■ **Exercise directions**:
The expected output is the full set of entries, printed exactly, without pictures.

■ **Data provided**:
++++

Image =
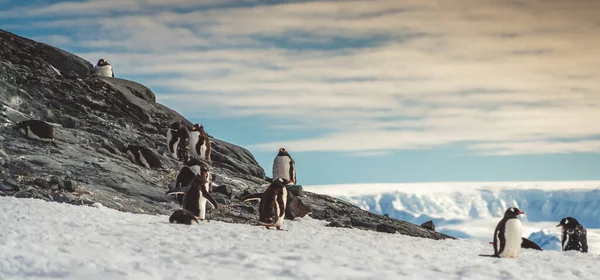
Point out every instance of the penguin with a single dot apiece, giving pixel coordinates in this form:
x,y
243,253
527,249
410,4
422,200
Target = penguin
x,y
507,236
142,156
284,166
574,236
197,195
187,173
103,68
177,141
527,244
182,216
36,129
199,143
273,202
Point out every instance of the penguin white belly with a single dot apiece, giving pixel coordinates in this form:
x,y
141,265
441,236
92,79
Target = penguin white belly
x,y
513,236
105,70
202,203
195,169
281,167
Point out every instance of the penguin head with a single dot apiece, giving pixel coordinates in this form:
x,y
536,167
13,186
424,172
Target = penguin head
x,y
512,212
568,222
175,126
197,127
102,62
283,152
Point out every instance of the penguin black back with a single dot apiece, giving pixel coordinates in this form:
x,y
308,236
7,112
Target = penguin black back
x,y
36,129
183,216
574,235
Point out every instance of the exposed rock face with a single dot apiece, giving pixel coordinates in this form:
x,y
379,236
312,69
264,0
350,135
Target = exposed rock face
x,y
95,117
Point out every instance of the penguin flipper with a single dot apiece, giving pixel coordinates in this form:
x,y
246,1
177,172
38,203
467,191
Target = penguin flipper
x,y
210,199
254,196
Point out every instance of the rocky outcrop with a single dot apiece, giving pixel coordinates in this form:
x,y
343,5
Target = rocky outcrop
x,y
95,117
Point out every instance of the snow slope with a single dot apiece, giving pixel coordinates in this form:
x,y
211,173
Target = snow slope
x,y
41,240
472,210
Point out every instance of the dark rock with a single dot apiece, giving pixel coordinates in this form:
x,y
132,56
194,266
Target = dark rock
x,y
386,228
339,224
295,208
428,225
223,189
94,116
41,183
11,182
22,194
295,189
70,186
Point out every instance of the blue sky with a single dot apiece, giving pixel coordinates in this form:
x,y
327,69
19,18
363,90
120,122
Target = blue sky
x,y
360,91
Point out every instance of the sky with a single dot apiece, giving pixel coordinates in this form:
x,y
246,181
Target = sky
x,y
360,91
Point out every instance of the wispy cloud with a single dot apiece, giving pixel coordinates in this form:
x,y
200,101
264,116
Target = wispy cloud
x,y
375,75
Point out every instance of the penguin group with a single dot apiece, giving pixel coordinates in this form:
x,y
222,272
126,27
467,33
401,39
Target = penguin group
x,y
508,239
192,188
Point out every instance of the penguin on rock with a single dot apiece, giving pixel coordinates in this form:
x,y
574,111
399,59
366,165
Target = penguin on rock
x,y
574,236
200,146
273,202
284,166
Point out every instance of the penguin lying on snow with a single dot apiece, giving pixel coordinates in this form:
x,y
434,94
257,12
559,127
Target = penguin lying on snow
x,y
574,236
271,210
103,68
507,236
36,129
284,166
182,216
187,173
200,146
527,244
177,141
142,156
197,195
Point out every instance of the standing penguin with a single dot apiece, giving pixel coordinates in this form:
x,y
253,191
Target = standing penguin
x,y
273,202
284,166
197,195
507,236
103,68
36,129
177,141
574,236
186,175
199,143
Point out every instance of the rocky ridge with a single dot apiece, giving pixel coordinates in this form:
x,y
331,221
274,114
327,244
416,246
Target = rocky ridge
x,y
95,116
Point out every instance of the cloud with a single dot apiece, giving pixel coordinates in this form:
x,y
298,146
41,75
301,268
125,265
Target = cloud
x,y
370,76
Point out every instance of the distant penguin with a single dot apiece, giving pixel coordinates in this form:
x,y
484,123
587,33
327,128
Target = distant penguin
x,y
142,156
187,173
103,68
273,202
177,141
200,143
574,236
36,129
527,244
508,235
182,216
284,166
197,195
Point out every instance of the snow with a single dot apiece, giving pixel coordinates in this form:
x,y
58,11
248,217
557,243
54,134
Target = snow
x,y
472,210
51,240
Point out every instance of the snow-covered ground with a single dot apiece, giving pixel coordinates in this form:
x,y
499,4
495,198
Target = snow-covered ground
x,y
472,210
42,240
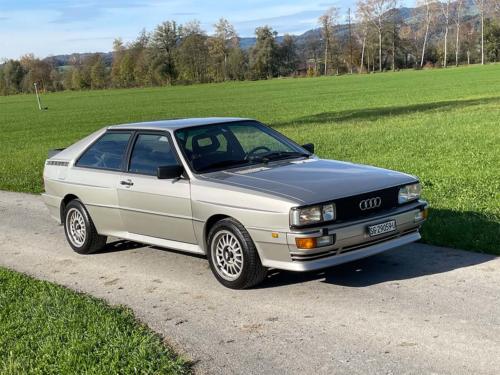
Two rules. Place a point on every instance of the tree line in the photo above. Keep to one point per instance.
(379, 35)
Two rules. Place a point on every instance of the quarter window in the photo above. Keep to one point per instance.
(107, 153)
(150, 152)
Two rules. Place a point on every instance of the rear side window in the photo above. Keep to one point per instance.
(107, 153)
(150, 152)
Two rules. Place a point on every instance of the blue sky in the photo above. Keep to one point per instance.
(50, 27)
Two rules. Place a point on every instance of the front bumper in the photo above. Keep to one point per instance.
(352, 241)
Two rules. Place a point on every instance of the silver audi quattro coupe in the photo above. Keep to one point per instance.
(232, 189)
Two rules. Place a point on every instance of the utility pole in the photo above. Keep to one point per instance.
(350, 39)
(38, 98)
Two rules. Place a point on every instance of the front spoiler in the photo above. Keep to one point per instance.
(334, 260)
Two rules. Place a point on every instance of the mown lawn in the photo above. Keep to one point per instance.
(442, 125)
(48, 329)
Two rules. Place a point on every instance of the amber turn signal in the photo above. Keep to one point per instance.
(305, 243)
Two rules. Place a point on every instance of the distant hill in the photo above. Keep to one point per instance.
(406, 14)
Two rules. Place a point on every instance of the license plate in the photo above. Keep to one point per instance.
(375, 230)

++++

■ **Result**:
Image =
Point out every instance of the penguin with a single dot apiece, giving pixel coordinates in this form:
x,y
243,253
527,249
410,4
422,200
Target = penguin
x,y
507,236
142,156
284,166
574,236
197,195
187,173
103,68
177,141
527,244
182,216
36,129
199,143
273,202
Point out every instance of the penguin white belly with a single dot apiece, giving pixel coordinates in this form:
x,y
141,265
441,236
92,79
Target = penguin white belly
x,y
513,236
105,70
202,203
195,169
281,167
Point out every instance of the penguin head with a single dot apiece, giving pixel coordinates in this form:
x,y
536,167
13,186
424,172
Target = penguin head
x,y
512,212
568,222
175,126
197,127
102,62
283,152
Point out every instance of the penguin black back with a single dot apiece, giving pixel coordinates in this form:
x,y
308,236
7,112
Target = penguin black back
x,y
36,129
183,216
574,235
Point out every instance of the exposed rock face with a single dot apiece, giving pixel coordinates in this form:
x,y
379,236
312,69
264,0
350,135
Target = exposed rock face
x,y
95,117
Point out every instance of the penguin flipper with a single dot apiece, giving pixel coordinates in this form:
x,y
246,1
177,172
38,203
467,191
Target = penguin flipper
x,y
210,199
254,196
Point out every instance of the rocky outcrop with a single dot apiece, giving pixel coordinates in this form:
x,y
343,5
Target = rocky outcrop
x,y
95,117
Point out every instance of the snow slope with a single dot apiece, giving pixel coordinates in this form:
x,y
211,173
Target = snow slope
x,y
41,240
472,210
Point out every instance of the dark rock with a single dot apiece, giving pixel coordinates in this form:
x,y
132,56
194,266
Target = dark rock
x,y
386,228
339,224
295,208
428,225
223,189
94,116
41,183
11,182
22,194
295,189
70,186
Point out every instance of the blue sky with a single dot apiece, giving pixel coordinates in this form:
x,y
327,69
19,18
363,90
120,122
Target = blue sky
x,y
360,91
Point out every instance of the sky with a single dot apiece, giving pixel coordinates in this form:
x,y
246,181
Target = sky
x,y
360,91
Point out every instance of the wispy cloud with a single dot apiece, giving pixel coordinates in this form:
x,y
200,101
264,116
Target = wispy cloud
x,y
375,75
Point out every instance of the penguin group with a single dot apiece, giving pixel coordinates in this form:
x,y
222,272
126,27
467,33
401,39
Target = penguin group
x,y
508,239
192,188
Point out every instance of the penguin on rock with a single dot apiece, giving pixel coordinates in this form:
x,y
574,111
399,59
366,165
Target = penguin on rock
x,y
574,236
200,146
273,202
284,166
Point out every instance of the penguin lying on snow with a single dot apiece, giving pixel coordinates in this form:
x,y
434,94
257,12
559,127
Target = penguin lying on snow
x,y
574,236
271,210
103,68
507,236
36,129
284,166
182,216
187,173
200,146
527,244
177,141
142,156
197,195
Point out every instance of the standing penguin with a single dot apiece, giving pixel coordinates in this form:
x,y
253,191
Target = standing penguin
x,y
273,202
284,166
197,195
507,236
103,68
36,129
177,141
574,236
186,175
199,143
Point out every instance of the rocky ridge with a single dot apiece, giving pixel coordinates in this form:
x,y
331,221
274,114
327,244
416,246
Target = rocky ridge
x,y
95,116
Point out every instance of the cloud with a single dot apiece, giving pixel coordinates in this form:
x,y
298,146
41,75
301,268
125,265
Target = cloud
x,y
370,76
Point out every instance of the distant penguin with a single dot apiece, giving pixel coordinates in this form:
x,y
484,123
587,33
327,128
Target = distant penguin
x,y
142,156
187,173
103,68
273,202
177,141
200,143
574,236
36,129
527,244
508,235
182,216
284,166
197,195
Point out every instance of the snow with a single dot apiece, giving pixel coordinates in this form:
x,y
58,11
248,217
557,243
54,134
Target = snow
x,y
472,210
51,240
Point out every instance of the snow-covered ground with a single dot apiece, giving pixel coordinates in this form:
x,y
499,4
495,198
Target = snow-covered ground
x,y
472,210
42,240
Two rules. Place a point on every instance of the tree line in the photo above. Keep to one point per instance.
(379, 35)
Two rules. Place a point on every instance of the quarter window in the photo above. Keep to one point per instance.
(107, 153)
(150, 152)
Two rules. Place a point on every instance of the rear side window in the photo above. Keep to one point per instance.
(107, 153)
(150, 152)
Two rules. Place a point on every instance of the blue sky in the photo above. Keep to one point per instance.
(50, 27)
Two rules. Place a point on every instance of the front bumper in the photo above. Keep to one point per instance.
(352, 241)
Two rules. Place a point on every instance of the silver audi quattro coupe in the photo above. Keep to one point per instance.
(232, 189)
Two rules. Place a point on every instance of the utility pole in the photo above. Keep to one point per instance.
(350, 39)
(38, 98)
Two rules. Place a point on every instance of the front spoiler in the photo above. Keep to one point per instance.
(334, 260)
Two rules. Place a point on every instance of the mown lawn in the photo above. Keep to one point per instance.
(442, 125)
(48, 329)
Two rules. Place a point on every instance of the amber turn signal in the photo above. Keep to one point per instance.
(305, 243)
Two rules. Place a point on every instance of the distant hill in the photo above. Keep to one point per instance.
(406, 14)
Two rules. Place a point on every instance of the license plate in the photo above. Keep to one point per instance.
(375, 230)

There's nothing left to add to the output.